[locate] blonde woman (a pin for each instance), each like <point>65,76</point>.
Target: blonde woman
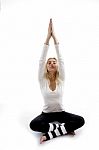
<point>53,121</point>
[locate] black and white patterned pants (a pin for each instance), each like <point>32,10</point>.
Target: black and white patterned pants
<point>54,124</point>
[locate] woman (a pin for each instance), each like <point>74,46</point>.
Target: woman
<point>54,120</point>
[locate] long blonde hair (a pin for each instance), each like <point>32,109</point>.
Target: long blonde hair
<point>57,79</point>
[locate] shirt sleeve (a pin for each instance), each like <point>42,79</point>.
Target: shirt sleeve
<point>42,62</point>
<point>60,63</point>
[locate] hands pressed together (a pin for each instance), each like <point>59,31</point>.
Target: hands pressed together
<point>51,33</point>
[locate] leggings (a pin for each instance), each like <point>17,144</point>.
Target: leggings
<point>42,122</point>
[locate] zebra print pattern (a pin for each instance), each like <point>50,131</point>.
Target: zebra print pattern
<point>55,130</point>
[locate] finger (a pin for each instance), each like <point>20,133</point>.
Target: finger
<point>50,20</point>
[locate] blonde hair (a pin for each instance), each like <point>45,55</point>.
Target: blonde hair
<point>56,75</point>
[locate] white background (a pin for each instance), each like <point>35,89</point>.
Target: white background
<point>23,30</point>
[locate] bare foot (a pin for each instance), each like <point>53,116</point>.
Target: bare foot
<point>42,139</point>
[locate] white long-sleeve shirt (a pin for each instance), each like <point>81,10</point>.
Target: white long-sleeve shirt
<point>52,99</point>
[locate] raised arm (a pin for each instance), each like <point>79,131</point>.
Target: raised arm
<point>44,54</point>
<point>59,56</point>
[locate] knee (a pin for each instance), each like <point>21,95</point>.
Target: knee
<point>81,121</point>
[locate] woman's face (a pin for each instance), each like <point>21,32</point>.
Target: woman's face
<point>52,65</point>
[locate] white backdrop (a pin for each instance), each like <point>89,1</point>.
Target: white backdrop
<point>23,30</point>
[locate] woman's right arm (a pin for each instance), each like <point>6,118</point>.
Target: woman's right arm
<point>44,54</point>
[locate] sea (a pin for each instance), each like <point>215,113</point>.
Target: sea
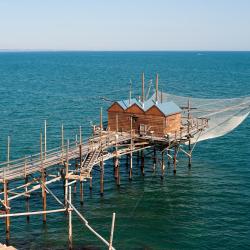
<point>205,207</point>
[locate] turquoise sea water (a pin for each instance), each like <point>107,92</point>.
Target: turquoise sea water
<point>206,207</point>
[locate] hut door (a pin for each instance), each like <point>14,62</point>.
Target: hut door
<point>143,129</point>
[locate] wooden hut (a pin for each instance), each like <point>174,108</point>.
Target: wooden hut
<point>147,117</point>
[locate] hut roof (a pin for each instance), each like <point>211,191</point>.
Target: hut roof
<point>167,108</point>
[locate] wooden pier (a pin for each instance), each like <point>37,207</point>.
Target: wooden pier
<point>76,160</point>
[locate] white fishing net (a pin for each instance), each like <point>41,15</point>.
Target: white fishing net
<point>224,114</point>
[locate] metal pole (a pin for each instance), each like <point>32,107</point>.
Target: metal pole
<point>45,139</point>
<point>43,178</point>
<point>6,203</point>
<point>112,232</point>
<point>8,150</point>
<point>131,148</point>
<point>62,142</point>
<point>70,220</point>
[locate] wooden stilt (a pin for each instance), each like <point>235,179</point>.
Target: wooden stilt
<point>169,159</point>
<point>137,158</point>
<point>175,155</point>
<point>76,167</point>
<point>188,130</point>
<point>81,192</point>
<point>90,181</point>
<point>45,139</point>
<point>7,210</point>
<point>118,180</point>
<point>154,159</point>
<point>27,198</point>
<point>142,162</point>
<point>112,232</point>
<point>62,142</point>
<point>66,176</point>
<point>70,221</point>
<point>127,161</point>
<point>162,164</point>
<point>101,177</point>
<point>131,148</point>
<point>43,179</point>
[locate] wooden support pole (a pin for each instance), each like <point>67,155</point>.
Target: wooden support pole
<point>43,178</point>
<point>156,88</point>
<point>45,139</point>
<point>62,142</point>
<point>131,148</point>
<point>76,167</point>
<point>101,125</point>
<point>188,130</point>
<point>169,159</point>
<point>116,160</point>
<point>80,134</point>
<point>142,94</point>
<point>90,181</point>
<point>162,164</point>
<point>81,192</point>
<point>112,232</point>
<point>7,210</point>
<point>154,159</point>
<point>66,176</point>
<point>101,177</point>
<point>118,180</point>
<point>142,162</point>
<point>70,220</point>
<point>175,156</point>
<point>116,124</point>
<point>8,150</point>
<point>27,197</point>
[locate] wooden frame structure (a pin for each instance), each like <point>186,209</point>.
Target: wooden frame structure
<point>103,145</point>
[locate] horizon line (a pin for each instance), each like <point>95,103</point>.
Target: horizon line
<point>80,50</point>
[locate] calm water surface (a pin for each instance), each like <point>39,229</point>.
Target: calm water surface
<point>206,207</point>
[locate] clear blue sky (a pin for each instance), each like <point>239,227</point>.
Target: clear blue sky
<point>125,24</point>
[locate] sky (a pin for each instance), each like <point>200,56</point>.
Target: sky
<point>125,25</point>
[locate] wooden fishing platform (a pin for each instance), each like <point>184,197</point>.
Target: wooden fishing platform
<point>125,134</point>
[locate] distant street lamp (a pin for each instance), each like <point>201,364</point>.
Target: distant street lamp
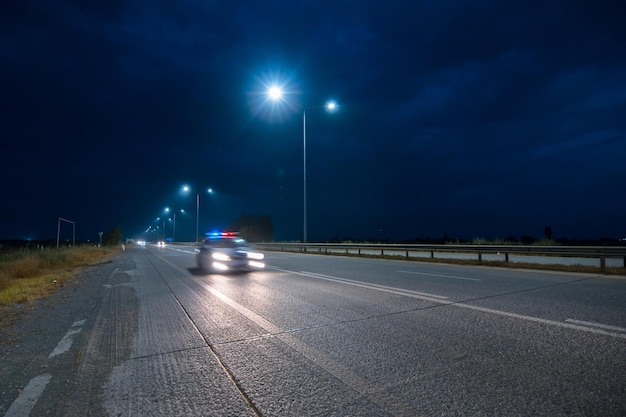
<point>167,210</point>
<point>275,94</point>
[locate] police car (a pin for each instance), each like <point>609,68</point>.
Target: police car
<point>225,252</point>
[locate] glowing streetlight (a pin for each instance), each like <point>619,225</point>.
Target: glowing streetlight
<point>275,93</point>
<point>187,189</point>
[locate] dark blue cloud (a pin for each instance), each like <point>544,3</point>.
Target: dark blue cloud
<point>467,118</point>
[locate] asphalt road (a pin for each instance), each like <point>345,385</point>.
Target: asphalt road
<point>149,335</point>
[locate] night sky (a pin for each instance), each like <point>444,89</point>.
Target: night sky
<point>472,119</point>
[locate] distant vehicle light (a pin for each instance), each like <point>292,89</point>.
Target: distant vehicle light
<point>219,256</point>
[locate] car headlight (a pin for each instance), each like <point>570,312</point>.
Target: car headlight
<point>219,256</point>
<point>256,255</point>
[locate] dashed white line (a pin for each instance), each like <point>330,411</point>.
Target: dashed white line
<point>440,276</point>
<point>66,342</point>
<point>598,325</point>
<point>23,405</point>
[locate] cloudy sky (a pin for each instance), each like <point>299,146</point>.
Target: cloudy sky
<point>467,118</point>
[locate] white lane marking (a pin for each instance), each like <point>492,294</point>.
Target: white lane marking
<point>440,276</point>
<point>383,288</point>
<point>438,299</point>
<point>599,325</point>
<point>24,403</point>
<point>66,342</point>
<point>375,393</point>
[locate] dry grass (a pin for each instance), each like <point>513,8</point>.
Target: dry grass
<point>29,275</point>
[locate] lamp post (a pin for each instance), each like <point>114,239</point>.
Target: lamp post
<point>186,189</point>
<point>167,210</point>
<point>275,94</point>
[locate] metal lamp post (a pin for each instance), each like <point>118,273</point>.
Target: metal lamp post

What to work on:
The reply is to be all the records above, transcribed exactly, with no pictures.

Output for this exercise:
[locate] blonde woman (a pin for each instance), each like <point>65,76</point>.
Target: blonde woman
<point>53,121</point>
[locate] black and white patterned pants (a pin for each instance), each like <point>32,10</point>.
Target: black and white patterned pants
<point>54,124</point>
[locate] woman (a pin for each instance), each like <point>74,46</point>.
Target: woman
<point>54,120</point>
[locate] long blonde hair (a pin for each instance), each like <point>32,109</point>.
Target: long blonde hair
<point>57,79</point>
[locate] shirt sleeve (a pin for each instance), each like <point>42,79</point>.
Target: shirt sleeve
<point>42,62</point>
<point>60,63</point>
[locate] hands pressed together (a pin for each instance), each like <point>59,31</point>.
Target: hands pressed together
<point>51,33</point>
[locate] leggings (a pin for each instance), each like <point>17,144</point>.
Target: leggings
<point>42,122</point>
[locate] zebra print pattern (a pin for each instance), each like <point>50,131</point>.
Target: zebra print pattern
<point>55,130</point>
[locate] finger (a pin for each instance), each like <point>20,133</point>.
Target: finger
<point>50,20</point>
[locate] blonde hair (a pin for each instance), each like <point>45,55</point>.
Target: blonde hair
<point>56,75</point>
[locate] white background (a pin for each instance), each like <point>35,89</point>.
Target: white background
<point>23,30</point>
[locate] bare foot (a pin for each instance), each like <point>53,116</point>.
Target: bare foot
<point>42,139</point>
[locate] white long-sleeve shirt (a pin for each instance), each like <point>81,10</point>.
Target: white long-sleeve shirt
<point>52,99</point>
[locate] raised arm (a pin for each instance), each like <point>79,131</point>.
Target: raised arm
<point>44,54</point>
<point>59,56</point>
[locate] knee (a pin for each instance), each like <point>21,95</point>.
Target: knee
<point>81,121</point>
[locate] woman's face (a pin for each instance), each like <point>21,32</point>.
Target: woman's face
<point>52,65</point>
[locate] white backdrop (a pin for each instance), each like <point>89,1</point>.
Target: white backdrop
<point>23,30</point>
[locate] woman's right arm (a pin for each instance), each like <point>6,118</point>.
Target: woman's right arm
<point>44,54</point>
[locate] sea (a pin for each instance), each like <point>215,113</point>.
Target: sea
<point>205,207</point>
[locate] turquoise sea water (a pin for each instance), each like <point>107,92</point>.
Target: turquoise sea water
<point>206,207</point>
[locate] hut door (a pin for each instance), each like <point>14,62</point>.
Target: hut door
<point>143,129</point>
[locate] wooden hut (a pin for each instance), each like <point>174,108</point>.
Target: wooden hut
<point>147,117</point>
[locate] hut roof (a pin for each instance), each like <point>211,191</point>.
Target: hut roof
<point>167,108</point>
[locate] wooden pier (a pin for each instance), each like <point>37,207</point>.
Target: wooden pier
<point>76,160</point>
[locate] white fishing net (a pin for each instance), each like <point>41,15</point>.
Target: white fishing net
<point>224,114</point>
[locate] metal pole (a pin for each instance), each like <point>32,107</point>.
Target: metal pole
<point>45,139</point>
<point>43,178</point>
<point>6,203</point>
<point>112,232</point>
<point>8,150</point>
<point>131,148</point>
<point>62,142</point>
<point>70,220</point>
[locate] wooden stilt (a pin for each instance), each like <point>235,179</point>.
Target: wooden stilt
<point>169,159</point>
<point>137,158</point>
<point>175,155</point>
<point>76,167</point>
<point>188,130</point>
<point>81,192</point>
<point>90,181</point>
<point>45,139</point>
<point>7,210</point>
<point>118,180</point>
<point>154,159</point>
<point>27,198</point>
<point>142,162</point>
<point>112,232</point>
<point>62,142</point>
<point>66,176</point>
<point>70,221</point>
<point>127,161</point>
<point>162,164</point>
<point>101,177</point>
<point>131,148</point>
<point>43,179</point>
[locate] wooden support pole (a pin for each instance), each like <point>67,155</point>.
Target: wooden support pole
<point>43,178</point>
<point>156,88</point>
<point>45,139</point>
<point>62,142</point>
<point>131,148</point>
<point>76,167</point>
<point>101,125</point>
<point>188,130</point>
<point>169,159</point>
<point>116,160</point>
<point>80,134</point>
<point>142,94</point>
<point>90,181</point>
<point>162,164</point>
<point>81,192</point>
<point>112,232</point>
<point>7,210</point>
<point>154,159</point>
<point>66,176</point>
<point>101,177</point>
<point>118,180</point>
<point>142,162</point>
<point>70,220</point>
<point>175,156</point>
<point>116,124</point>
<point>8,150</point>
<point>27,197</point>
[locate] wooden frame structure (a pin for each instance), each like <point>186,209</point>.
Target: wooden frame structure
<point>103,145</point>
[locate] horizon line (a pin for each instance), each like <point>95,103</point>.
Target: horizon line
<point>80,50</point>
[locate] calm water surface (a pin for each instance), each like <point>39,229</point>.
Target: calm water surface
<point>206,207</point>
[locate] clear blue sky (a pin for each instance), each like <point>239,227</point>.
Target: clear blue sky
<point>125,24</point>
[locate] sky (a pin for each instance), each like <point>200,56</point>.
Target: sky
<point>125,25</point>
[locate] wooden fishing platform (a pin for each instance), each like <point>184,197</point>.
Target: wooden fishing platform
<point>125,134</point>
[locate] distant street lamp (a pin for each instance), each like <point>201,364</point>.
Target: distant street lamp
<point>167,210</point>
<point>275,94</point>
[locate] police car (a pin for each instance), each like <point>609,68</point>.
Target: police car
<point>225,252</point>
[locate] glowing streetlight (a pin for each instance), each like <point>619,225</point>.
Target: glowing streetlight
<point>275,93</point>
<point>187,189</point>
[locate] dark blue cloud (a pin for each instance), each like <point>544,3</point>.
Target: dark blue cloud
<point>467,118</point>
[locate] asphalt road (a pin for each instance), each like <point>345,385</point>.
Target: asphalt road
<point>149,335</point>
[locate] night sky (a pin for each instance), each like <point>444,89</point>.
Target: night sky
<point>472,119</point>
[locate] distant vehicle light (a pin for each instance), each like <point>292,89</point>.
Target: distant vehicle light
<point>219,256</point>
[locate] car headlight (a pin for each instance), each like <point>570,312</point>.
Target: car headlight
<point>219,256</point>
<point>256,255</point>
[locate] dashed white line (a pin for each instance), each like <point>330,411</point>.
Target: dashed white line
<point>440,276</point>
<point>66,342</point>
<point>598,325</point>
<point>23,405</point>
[locate] cloudy sky (a pin for each instance), each like <point>299,146</point>.
Target: cloudy sky
<point>467,118</point>
[locate] white lane marking (a pin for each instance), each like <point>492,294</point>.
Target: white lane marking
<point>440,276</point>
<point>383,288</point>
<point>438,299</point>
<point>599,325</point>
<point>24,403</point>
<point>66,342</point>
<point>375,393</point>
[locate] dry grass (a pin for each instance), each like <point>513,8</point>.
Target: dry grass
<point>29,275</point>
[locate] lamp post (a pin for each instance), each like <point>114,239</point>.
Target: lamp post
<point>186,189</point>
<point>167,210</point>
<point>275,94</point>
[locate] metal lamp post (a pin for each instance), each like <point>118,273</point>.
Target: metal lamp post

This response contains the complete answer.